**PROBLEM TO WORK ON**
Without altering anything, output the material below.

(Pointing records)

#####

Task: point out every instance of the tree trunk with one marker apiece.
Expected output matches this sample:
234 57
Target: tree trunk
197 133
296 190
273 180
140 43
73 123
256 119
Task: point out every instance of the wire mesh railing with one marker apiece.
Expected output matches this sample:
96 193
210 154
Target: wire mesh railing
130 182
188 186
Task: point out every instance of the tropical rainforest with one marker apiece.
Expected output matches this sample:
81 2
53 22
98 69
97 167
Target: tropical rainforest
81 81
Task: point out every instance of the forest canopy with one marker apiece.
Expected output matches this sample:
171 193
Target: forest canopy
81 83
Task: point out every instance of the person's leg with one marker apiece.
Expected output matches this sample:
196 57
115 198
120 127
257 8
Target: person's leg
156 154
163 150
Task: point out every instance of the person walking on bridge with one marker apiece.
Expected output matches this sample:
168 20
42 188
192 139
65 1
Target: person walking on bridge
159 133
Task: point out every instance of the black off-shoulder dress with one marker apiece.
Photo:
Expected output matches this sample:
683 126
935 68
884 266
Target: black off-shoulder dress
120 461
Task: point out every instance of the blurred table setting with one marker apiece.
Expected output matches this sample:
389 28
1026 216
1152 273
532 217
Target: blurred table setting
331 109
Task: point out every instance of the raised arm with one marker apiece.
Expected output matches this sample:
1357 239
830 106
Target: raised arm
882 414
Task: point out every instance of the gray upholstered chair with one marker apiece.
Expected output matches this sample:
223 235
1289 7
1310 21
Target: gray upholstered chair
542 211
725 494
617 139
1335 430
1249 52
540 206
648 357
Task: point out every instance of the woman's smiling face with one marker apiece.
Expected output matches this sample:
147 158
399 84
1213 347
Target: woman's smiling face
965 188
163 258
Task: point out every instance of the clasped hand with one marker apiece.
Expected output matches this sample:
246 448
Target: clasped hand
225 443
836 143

#####

**CORRECT RESPONSE**
Task: point out every instance of the tree trunk with one marker apiece.
Expected output matches this sample:
234 57
Target: tree trunk
197 133
296 190
273 180
140 43
73 123
256 119
Task: point out every instance of the wire mesh railing with one marker apiece.
Expected output matches this sample:
96 193
210 154
Target: wire mesh railing
130 182
188 186
Task: point out every instance of the tropical rainforest with one marker apiece.
Expected output matches this sample:
81 2
53 22
98 69
97 167
Target: tropical rainforest
81 81
Task: point out every instance of the forest canopy with one marker apiece.
Expected output matches this sample:
171 193
Target: forest canopy
81 83
Task: point out every instance of the person's leg with one marker apiece.
Expected output matches this sample:
196 57
115 198
120 127
257 8
Target: person's leg
156 154
163 150
Task: point out every instance of the person walking on bridge with one marker apiece.
Expected output matches this sample:
168 20
42 188
192 139
65 1
Target: person walking on bridge
159 133
Task: point out every instance of the black off-shoulder dress with one marker apiece.
Photo:
Expected output matches this sample:
683 126
935 68
884 266
Target: black off-shoulder dress
120 461
Task: point out every instance of the blurred table setting with one marker apiece.
Expected output matches this sample:
389 28
1026 216
1152 273
532 217
Target: blurred table setting
331 109
Task: point out every instance of the raised arm with one marker apiece.
Expected output matches this sample:
1357 239
830 106
Target: raised arm
882 414
Task: point out every instance of the gray upholstered chair with one marker apiece.
Expected output matches this sample:
223 235
1289 7
1310 21
Target: gray upholstered chair
542 211
725 494
617 139
1335 430
1249 52
540 206
648 357
Task: point out every instance of the woman's smiling face with one marker apiece.
Expected output matches this sample:
147 158
399 84
1213 347
Target: woman's smiling face
965 188
163 258
Task: point out every instance of the clasped hand with one marker apiece.
Expected output matches this sample:
246 448
Target: clasped hand
225 443
836 143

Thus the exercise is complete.